--- EXCERPT ---
- - -

Clarifying, Somewhat, The PCI Wireless Security Standards

Written by David Taylor
July 22nd, 2009

GuestView Columnist David Taylor is the Founder of the PCI Knowledge Base and former E-Commerce and Security analyst with Gartner.

The Wireless Special Interest Group of the PCI SSC has just issued a set of guidelines to help companies ensure that their wireless networks are secure and effectively segmented to limit the potential for damage to the cardholder data environment if a portion of the wireless network should be compromised.

(Related story: our coverage of the new PCI wireless guideline document itself.) Given that such a compromise resulted in the TJX breach and many others, the document provides some very worthwhile guidance. OK. So it’s a good document. What’s the point of writing about an implementation guideline beyond telling people to read it? Actually, there are three points that I think are worth making relative to wireless security, based on our PCI best practices research:

  • A wireless IDS/IPS is still not mandated
    One of the technical controls that was introduced with PCI DSS 1.2 is the wireless IDS/IPS. It’s listed as an option, with the other option being to manually carry a laptop around corporate and stores running wireless networks on a quarterly (or more frequent) basis and see whether any networks appear that the security person (if any) does not recognize.

    Although it’s certainly understandable that, for SMEs, the cost of a wireless IDS/IPS can be prohibitive, this is the sort of technology that should be mandatory for larger (i.e., Level 1 and 2) companies. That is not only because of the time and effort that it saves, but also because it can be extremely difficult to spot “rogue” or malicious networks in dense urban areas, shopping malls and large multi-company facilities.

    Beyond the analytics provided by such automated tools, it is also necessary for the company to maintain accurate device inventories and implement a thorough remediation process. But the point here is that the labor intense the wireless network detection process is, the less often it’s going to be performed, and the less value it’s going to deliver in terms of early breach detection.

- - -

--- PROBLEMS AND TASKS ---
#1 Quote the PCI wireless security column word for word, everything from "Although it’s certainly" down to "large multi-company facilities.".
#2 Answer these questions using the PCI wireless security column:
(a) On what date was the column written?
(b) Which breach does the column say resulted from a compromise of a wireless network?
(c) Which version of PCI DSS introduced the wireless IDS/IPS as a technical control?
#3 Proceed with the PCI wireless security column, picking up right after its final sentence.
None of the work here calls for the records.

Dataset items
- - -

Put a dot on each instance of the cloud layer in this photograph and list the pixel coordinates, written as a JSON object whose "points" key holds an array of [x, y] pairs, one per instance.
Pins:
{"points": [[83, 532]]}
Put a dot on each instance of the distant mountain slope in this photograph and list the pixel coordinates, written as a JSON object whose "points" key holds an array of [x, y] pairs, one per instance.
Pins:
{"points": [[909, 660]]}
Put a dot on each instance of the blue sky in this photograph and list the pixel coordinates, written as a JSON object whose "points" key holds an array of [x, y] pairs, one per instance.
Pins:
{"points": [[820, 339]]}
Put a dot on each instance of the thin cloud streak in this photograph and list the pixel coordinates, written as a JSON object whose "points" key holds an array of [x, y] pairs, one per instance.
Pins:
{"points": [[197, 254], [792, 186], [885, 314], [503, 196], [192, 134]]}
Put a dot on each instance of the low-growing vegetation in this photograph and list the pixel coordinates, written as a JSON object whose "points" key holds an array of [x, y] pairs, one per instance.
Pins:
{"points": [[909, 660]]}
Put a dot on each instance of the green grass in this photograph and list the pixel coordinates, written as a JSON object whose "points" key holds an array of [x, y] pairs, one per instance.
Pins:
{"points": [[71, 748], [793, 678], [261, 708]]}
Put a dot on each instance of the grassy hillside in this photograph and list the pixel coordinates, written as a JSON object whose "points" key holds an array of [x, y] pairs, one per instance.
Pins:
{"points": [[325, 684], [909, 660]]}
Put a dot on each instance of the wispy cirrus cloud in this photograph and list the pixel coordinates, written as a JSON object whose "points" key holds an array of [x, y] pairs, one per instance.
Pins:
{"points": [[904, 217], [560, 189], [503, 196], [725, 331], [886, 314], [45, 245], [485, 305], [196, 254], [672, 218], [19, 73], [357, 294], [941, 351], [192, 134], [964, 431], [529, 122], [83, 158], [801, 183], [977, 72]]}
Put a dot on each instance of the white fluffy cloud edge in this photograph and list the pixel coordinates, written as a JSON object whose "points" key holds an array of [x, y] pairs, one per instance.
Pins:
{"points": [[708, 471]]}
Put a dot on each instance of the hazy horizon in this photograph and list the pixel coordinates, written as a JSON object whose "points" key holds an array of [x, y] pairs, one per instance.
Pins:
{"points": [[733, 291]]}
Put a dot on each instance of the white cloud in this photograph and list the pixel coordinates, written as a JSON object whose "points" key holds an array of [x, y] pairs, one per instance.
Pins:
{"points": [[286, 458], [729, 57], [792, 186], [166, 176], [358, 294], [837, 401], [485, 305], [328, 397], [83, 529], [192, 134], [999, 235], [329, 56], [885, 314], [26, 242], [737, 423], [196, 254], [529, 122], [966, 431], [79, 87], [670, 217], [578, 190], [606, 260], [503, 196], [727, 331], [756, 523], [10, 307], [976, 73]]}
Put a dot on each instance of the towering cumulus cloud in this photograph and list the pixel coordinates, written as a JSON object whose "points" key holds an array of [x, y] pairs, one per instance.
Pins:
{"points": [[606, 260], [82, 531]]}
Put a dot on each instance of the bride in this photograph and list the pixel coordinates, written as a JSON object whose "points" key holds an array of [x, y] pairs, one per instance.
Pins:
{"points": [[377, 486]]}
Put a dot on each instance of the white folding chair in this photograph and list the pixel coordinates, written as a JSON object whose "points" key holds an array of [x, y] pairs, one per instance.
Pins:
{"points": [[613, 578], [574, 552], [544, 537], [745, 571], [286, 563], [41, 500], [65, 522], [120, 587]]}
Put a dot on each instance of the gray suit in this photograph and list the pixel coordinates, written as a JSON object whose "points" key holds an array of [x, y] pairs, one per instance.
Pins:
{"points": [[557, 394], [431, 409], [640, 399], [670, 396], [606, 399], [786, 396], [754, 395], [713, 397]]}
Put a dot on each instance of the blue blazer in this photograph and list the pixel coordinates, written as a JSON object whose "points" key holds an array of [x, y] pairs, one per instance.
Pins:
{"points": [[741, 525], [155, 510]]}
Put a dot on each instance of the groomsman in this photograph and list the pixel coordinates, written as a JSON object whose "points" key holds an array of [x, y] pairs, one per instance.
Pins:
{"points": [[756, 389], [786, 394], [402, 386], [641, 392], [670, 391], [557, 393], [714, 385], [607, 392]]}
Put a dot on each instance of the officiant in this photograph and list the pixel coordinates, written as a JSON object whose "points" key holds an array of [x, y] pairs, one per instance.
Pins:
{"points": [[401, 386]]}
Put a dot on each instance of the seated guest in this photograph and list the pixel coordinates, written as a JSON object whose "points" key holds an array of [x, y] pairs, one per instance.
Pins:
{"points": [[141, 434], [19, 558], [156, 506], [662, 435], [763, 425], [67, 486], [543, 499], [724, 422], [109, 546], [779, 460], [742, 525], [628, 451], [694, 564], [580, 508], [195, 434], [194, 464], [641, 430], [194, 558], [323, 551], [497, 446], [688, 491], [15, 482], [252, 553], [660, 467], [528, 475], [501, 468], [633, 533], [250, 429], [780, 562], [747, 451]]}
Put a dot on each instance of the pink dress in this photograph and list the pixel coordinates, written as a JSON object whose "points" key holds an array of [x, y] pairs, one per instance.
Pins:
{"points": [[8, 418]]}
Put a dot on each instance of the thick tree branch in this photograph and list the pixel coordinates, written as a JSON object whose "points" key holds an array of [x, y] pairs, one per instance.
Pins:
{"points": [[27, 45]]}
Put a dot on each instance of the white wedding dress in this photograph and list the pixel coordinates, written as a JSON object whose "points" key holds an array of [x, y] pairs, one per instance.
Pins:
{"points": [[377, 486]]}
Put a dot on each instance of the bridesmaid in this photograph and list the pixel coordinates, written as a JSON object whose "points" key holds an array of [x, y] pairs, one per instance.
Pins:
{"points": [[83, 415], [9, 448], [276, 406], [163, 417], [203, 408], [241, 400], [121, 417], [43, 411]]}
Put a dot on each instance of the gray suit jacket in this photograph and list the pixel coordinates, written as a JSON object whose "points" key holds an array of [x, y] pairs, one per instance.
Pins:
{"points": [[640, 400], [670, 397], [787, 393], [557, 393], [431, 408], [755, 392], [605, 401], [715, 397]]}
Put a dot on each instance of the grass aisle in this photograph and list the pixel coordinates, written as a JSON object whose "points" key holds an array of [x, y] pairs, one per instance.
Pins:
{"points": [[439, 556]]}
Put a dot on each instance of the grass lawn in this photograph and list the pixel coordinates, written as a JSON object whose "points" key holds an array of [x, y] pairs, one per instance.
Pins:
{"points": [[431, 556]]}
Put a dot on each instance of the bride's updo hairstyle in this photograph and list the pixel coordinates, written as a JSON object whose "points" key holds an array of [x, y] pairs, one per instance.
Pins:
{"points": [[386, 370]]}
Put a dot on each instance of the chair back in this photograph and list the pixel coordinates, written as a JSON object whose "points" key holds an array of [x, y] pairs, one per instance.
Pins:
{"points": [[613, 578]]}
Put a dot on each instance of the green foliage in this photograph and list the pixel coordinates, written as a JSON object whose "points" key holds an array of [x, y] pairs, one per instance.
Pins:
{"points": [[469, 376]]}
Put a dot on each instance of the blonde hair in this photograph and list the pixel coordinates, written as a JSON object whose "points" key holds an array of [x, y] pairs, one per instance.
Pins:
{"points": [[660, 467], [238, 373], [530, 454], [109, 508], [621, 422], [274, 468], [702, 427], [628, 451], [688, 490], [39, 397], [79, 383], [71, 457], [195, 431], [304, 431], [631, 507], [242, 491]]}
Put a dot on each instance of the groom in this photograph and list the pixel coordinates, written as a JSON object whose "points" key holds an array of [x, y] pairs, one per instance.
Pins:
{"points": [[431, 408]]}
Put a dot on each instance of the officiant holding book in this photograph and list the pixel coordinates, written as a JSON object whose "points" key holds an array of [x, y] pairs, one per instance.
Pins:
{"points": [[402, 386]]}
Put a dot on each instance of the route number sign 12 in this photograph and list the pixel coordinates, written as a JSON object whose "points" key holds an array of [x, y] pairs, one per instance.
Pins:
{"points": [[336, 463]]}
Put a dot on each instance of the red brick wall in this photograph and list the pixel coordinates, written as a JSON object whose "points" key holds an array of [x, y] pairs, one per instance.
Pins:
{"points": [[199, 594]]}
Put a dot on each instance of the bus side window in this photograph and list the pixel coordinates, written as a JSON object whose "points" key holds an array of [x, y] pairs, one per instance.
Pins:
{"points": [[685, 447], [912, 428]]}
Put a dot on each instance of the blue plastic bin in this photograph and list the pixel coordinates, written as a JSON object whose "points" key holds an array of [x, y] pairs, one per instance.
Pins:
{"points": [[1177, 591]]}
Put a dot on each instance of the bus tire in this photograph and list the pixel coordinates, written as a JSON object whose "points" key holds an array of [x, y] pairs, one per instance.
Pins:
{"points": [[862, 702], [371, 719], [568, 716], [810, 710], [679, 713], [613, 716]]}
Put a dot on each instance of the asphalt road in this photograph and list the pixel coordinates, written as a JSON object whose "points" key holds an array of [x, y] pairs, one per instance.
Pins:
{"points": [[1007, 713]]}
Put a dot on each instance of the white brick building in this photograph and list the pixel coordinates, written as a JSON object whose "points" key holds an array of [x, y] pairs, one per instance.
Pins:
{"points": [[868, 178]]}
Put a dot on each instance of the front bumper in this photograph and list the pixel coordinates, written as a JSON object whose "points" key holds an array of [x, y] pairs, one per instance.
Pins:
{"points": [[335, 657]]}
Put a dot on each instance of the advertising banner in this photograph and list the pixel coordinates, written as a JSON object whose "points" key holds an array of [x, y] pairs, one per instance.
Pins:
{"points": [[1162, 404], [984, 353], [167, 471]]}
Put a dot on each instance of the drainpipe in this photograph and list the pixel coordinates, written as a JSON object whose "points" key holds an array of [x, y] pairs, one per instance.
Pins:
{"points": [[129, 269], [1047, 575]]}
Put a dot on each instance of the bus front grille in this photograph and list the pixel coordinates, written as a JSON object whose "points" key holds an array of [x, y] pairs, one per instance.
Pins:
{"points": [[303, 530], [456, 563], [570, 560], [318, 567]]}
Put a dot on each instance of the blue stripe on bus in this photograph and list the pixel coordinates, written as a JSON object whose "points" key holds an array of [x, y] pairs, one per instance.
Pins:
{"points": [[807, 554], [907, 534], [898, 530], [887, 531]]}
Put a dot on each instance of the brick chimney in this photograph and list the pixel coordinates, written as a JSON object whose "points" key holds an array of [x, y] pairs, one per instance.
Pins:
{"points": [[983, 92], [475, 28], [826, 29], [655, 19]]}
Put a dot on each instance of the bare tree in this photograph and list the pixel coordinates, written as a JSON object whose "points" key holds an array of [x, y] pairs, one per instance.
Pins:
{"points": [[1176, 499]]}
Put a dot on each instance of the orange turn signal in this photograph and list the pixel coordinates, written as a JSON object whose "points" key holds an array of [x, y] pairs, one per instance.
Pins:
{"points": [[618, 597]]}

- - -

--- RESPONSES ---
#1
Although it’s certainly understandable that, for SMEs, the cost of a wireless IDS/IPS can be prohibitive, this is the sort of technology that should be mandatory for larger (i.e., Level 1 and 2) companies. That is not only because of the time and effort that it saves, but also because it can be extremely difficult to spot “rogue” or malicious networks in dense urban areas, shopping malls and large multi-company facilities.

#2
(a) July 22nd, 2009
(b) The TJX breach
(c) PCI DSS 1.2

#3
  • Separating “Rogue” from “Malicious” WLANs
    One of the aspects of wireless security that I wish this implementation guideline covered in more detail is the detection of rogue wireless networks, especially at the store level. An increasingly common hack is for criminals to find live, open network plugs in the backend of retail stores and plug in small, discreet wireless access points, which can allow them to bypass some network segmentation controls, and remotely gather information.

    Whether in this document or another document, it would be a very useful guideline to help IT managers and even store managers know what to look for physically as well as technically. Although PCI QSAs are very experienced in looking for these hacks, many self-assessors rely heavily on simple network scans and do not do a physical inventory of all network access points at all stores to see what’s plugged into them.

    In addition, it is very rare for the results of the wireless network scans to be compared with an accurate store-level IT device inventory, because most are out of date or do not reflect the myriad different wireless network pilots, implemented by multiple local and regional vendors as well as corporate.

    The result is that a store manager or IT manager from corporate or a regional office may not be able to tell whether a new wireless network was installed by a legitimate vendor or was installed surreptitiously. Since most store or regional IT managers are reluctant to simply unplug a device (due to the risk of messing up a business application), malicious wireless network devices may be left in place for weeks or months at a time.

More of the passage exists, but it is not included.